═════ Stored data

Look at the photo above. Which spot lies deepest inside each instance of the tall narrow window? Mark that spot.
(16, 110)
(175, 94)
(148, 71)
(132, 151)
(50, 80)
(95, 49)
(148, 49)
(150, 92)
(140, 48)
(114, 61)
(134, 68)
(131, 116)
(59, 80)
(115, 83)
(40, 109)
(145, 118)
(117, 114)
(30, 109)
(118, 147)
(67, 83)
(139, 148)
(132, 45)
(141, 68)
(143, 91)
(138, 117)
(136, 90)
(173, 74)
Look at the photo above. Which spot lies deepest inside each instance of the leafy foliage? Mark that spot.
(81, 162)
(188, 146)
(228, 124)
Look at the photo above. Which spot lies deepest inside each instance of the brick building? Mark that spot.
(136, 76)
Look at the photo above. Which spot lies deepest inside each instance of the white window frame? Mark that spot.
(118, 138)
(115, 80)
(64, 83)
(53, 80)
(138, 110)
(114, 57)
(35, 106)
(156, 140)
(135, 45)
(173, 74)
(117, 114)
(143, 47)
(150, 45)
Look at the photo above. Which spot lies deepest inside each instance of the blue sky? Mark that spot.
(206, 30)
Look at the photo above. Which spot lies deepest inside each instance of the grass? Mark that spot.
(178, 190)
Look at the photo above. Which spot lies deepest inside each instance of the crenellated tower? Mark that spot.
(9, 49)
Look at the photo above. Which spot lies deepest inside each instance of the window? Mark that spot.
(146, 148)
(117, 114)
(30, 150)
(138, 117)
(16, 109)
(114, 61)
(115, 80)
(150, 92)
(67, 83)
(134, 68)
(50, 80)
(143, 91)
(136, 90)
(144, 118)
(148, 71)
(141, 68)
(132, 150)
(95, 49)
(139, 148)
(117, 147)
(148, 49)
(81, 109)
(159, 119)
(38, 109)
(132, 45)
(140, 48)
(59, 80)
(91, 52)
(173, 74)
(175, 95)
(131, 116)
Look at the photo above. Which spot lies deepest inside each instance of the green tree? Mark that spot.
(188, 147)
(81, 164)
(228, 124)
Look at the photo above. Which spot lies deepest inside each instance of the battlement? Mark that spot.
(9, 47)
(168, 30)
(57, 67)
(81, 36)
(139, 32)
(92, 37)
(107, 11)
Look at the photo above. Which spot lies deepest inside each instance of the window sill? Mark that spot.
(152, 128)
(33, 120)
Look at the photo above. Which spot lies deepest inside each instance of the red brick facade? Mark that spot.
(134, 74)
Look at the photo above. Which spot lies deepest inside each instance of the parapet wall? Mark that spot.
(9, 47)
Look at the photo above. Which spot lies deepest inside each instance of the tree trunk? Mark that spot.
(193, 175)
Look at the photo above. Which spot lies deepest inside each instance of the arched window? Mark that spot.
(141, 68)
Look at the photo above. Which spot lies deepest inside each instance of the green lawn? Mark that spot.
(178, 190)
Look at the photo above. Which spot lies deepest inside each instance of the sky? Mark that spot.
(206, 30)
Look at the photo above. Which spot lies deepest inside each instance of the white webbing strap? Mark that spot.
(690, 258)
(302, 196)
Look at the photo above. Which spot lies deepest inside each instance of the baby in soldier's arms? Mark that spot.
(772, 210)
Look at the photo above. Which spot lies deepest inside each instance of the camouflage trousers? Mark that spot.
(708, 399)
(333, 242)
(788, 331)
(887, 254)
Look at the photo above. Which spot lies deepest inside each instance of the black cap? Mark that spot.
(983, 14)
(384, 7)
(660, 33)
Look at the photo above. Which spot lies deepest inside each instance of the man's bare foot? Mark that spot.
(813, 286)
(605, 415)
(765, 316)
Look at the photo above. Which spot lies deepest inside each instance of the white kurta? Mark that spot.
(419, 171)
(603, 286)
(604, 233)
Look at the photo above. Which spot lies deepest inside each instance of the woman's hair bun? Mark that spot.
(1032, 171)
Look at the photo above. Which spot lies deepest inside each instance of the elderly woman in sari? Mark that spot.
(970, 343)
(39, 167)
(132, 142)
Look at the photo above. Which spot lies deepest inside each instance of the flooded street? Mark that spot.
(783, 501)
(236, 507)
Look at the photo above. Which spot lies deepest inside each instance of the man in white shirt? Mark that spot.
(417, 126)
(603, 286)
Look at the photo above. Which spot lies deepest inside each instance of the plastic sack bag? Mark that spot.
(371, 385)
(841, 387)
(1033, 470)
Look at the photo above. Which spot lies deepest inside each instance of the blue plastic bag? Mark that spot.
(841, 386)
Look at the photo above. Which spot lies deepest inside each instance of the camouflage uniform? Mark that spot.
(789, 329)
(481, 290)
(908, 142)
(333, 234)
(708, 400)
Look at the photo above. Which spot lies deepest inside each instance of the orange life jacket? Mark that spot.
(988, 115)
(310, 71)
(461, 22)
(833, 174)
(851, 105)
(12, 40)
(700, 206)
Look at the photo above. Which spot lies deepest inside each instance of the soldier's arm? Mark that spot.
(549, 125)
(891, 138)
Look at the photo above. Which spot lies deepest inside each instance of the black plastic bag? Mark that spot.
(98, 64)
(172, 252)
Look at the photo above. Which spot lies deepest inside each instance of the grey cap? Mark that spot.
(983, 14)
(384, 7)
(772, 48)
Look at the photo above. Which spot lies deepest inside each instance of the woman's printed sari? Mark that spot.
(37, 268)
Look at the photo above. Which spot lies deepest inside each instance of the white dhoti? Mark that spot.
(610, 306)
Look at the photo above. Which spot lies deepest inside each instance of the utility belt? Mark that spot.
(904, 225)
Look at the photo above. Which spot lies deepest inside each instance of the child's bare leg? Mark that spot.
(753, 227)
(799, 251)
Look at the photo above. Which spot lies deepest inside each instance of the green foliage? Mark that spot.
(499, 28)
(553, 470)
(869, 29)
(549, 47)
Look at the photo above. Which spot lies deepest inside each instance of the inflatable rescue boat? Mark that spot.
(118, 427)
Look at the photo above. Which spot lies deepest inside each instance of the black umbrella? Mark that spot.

══════════

## Task description:
Give the data again, unchanged in every line.

## Result:
Look at the photo above. Which spot lies deepest inside each instance of the tall narrow window? Mark that spot.
(16, 110)
(175, 94)
(148, 71)
(132, 151)
(50, 80)
(95, 49)
(148, 49)
(150, 92)
(140, 48)
(114, 61)
(134, 68)
(131, 116)
(59, 80)
(115, 83)
(40, 109)
(145, 118)
(117, 114)
(30, 109)
(118, 147)
(67, 83)
(139, 148)
(132, 45)
(141, 68)
(143, 91)
(138, 117)
(136, 90)
(173, 74)
Look at the photo above. Which spot lies deepest inside each instance of the leafy foliage? Mark that spot.
(81, 162)
(188, 146)
(228, 124)
Look at the photo above. Which spot lies deepest inside each instance of the brick building? Mark that spot.
(136, 76)
Look at the photo above. Which spot lies deepest inside each instance of the white window frame? Mark that spot.
(118, 138)
(115, 80)
(64, 83)
(53, 80)
(138, 110)
(114, 57)
(35, 106)
(156, 140)
(135, 45)
(173, 74)
(117, 114)
(143, 47)
(150, 45)
Look at the photo above. Which spot lies deepest inside each instance of the blue sky? Mark that spot.
(206, 30)
Look at the photo above. Which spot lies deepest inside each instance of the grass? Mark that spot.
(178, 190)
Look at the photo above. Which spot lies deepest inside each instance of the crenellated tower? Mark that spot.
(9, 49)
Look at the photo above. Which spot lies deepest inside each instance of the window? Mark that spot.
(146, 148)
(117, 114)
(30, 150)
(138, 117)
(16, 109)
(114, 61)
(115, 80)
(150, 92)
(67, 83)
(134, 68)
(50, 80)
(143, 91)
(136, 90)
(144, 118)
(148, 71)
(141, 68)
(132, 150)
(95, 49)
(139, 148)
(117, 147)
(148, 49)
(81, 109)
(159, 119)
(38, 109)
(132, 45)
(140, 48)
(59, 80)
(91, 52)
(173, 74)
(175, 95)
(131, 116)
Look at the photo above. Which spot lies deepest inside each instance of the green tree? Mark that spot.
(188, 147)
(81, 164)
(228, 124)
Look at the photo above. Which spot lies deepest inside each instance of the battlement? Mark that spot.
(9, 47)
(168, 30)
(57, 67)
(81, 36)
(139, 32)
(92, 37)
(107, 11)
Look at the photo above. Which spot lies deepest inside each instance of the window sill? Mark that spot.
(152, 128)
(33, 120)
Look at the photo above. Which spot lies deepest inside each instance of the red brick facade? Mark that spot.
(134, 74)
Look at the photo above. Which spot lies deepest inside each instance of the parapet wall? Mark that spot.
(9, 47)
Look at the photo above. Which spot lies deepest inside each instance of the tree trunk? Mark that spot.
(193, 175)
Look at the photo above. Which spot lies deepest inside each instance of the arched window? Mark that spot.
(141, 68)
Look at the photo above. Which spot lies deepest inside each instance of the green lawn? Mark that spot.
(178, 190)
Look at the photo above. Which spot lies deepest inside each instance of the sky? Mark that spot.
(206, 30)
Look at the photo above. Which spot lies deepest inside each instance of the white webbing strap? Mark that spot.
(690, 258)
(302, 196)
Look at the photo above. Which spot lies deepest inside each instance of the baby in soldier's arms? Mark that spot.
(772, 210)
Look at the photo above. Which spot lies deepest inside each instance of the camouflage trousers? Mark that spot.
(708, 399)
(333, 242)
(788, 331)
(887, 254)
Look at the photo above. Which spot lies deepest inside each instance of the black cap? Mark that spot.
(983, 14)
(384, 7)
(660, 33)
Look at the photo above. Which spot lies deepest inside each instance of the man's bare foot? Mark that spot.
(813, 286)
(605, 415)
(765, 316)
Look at the photo above. Which spot lies deepest inside each instance of the white kurta? Mark that spot.
(419, 171)
(603, 286)
(604, 233)
Look at the photo above. Which spot lies deepest inside each instance of the woman's hair bun? Mark that spot.
(1032, 171)
Look at the photo above. Which spot lies deepest inside each instance of the elderly woman in sari? Mark that spot.
(970, 343)
(39, 167)
(132, 142)
Look at the photo above. Which spot lies deepest inside each instance of the flooded street? Mark that spot.
(783, 501)
(236, 507)
Look at the photo above. Which spot lies deepest inside each instance of the man in white shirt? Mark that spot.
(417, 126)
(603, 286)
Look at the photo above. Which spot lies deepest inside each instance of the plastic sack bag? Mark that spot.
(371, 385)
(841, 387)
(1033, 470)
Look at the photo above. Which spot lies deepest inside each instance of the blue plastic bag? Mark that spot.
(841, 386)
Look at the photo above. Which spot lies deepest inside each instance of the camouflage uniform? Mark that spot.
(789, 329)
(481, 290)
(908, 142)
(333, 234)
(708, 400)
Look at the photo above. Which spot lies deepest inside each instance of the orange life jacket? Mark that spot.
(988, 115)
(310, 71)
(461, 22)
(833, 174)
(851, 105)
(12, 40)
(700, 206)
Look at the photo above. Which spot lies deepest inside each instance of the soldier's arm? Mark that spot.
(549, 125)
(891, 138)
Look at the photo above. Which spot lies deepest inside each instance of the black plastic bag? Mark that spot.
(98, 64)
(172, 252)
Look at the photo above. Which spot lies deepest inside each instance of the grey cap? Mark that spot.
(983, 14)
(384, 7)
(772, 48)
Look at the photo above. Which spot lies deepest inside each instance of the woman's printed sari? Mark that spot.
(37, 268)
Look at the photo above. Which spot lies deepest inside each instance of the white dhoti? Mark that spot.
(610, 306)
Look at the photo above. Which spot lies deepest inside each instance of the utility belt? Mark that spot.
(904, 225)
Look at the photo above. Which spot lies deepest inside each instance of the child's bare leg? Mark that spot.
(753, 227)
(799, 251)
Look at the photo above. Which spot lies deepest inside each instance of the green foliage? Mark that spot.
(499, 28)
(553, 470)
(869, 29)
(549, 47)
Look at the photo above. Which spot lies deepest inside each instance of the inflatable rescue boat? Mark that spot.
(118, 427)
Look at the photo above. Which spot lies deepest inside each instance of the black umbrella? Mark that spot.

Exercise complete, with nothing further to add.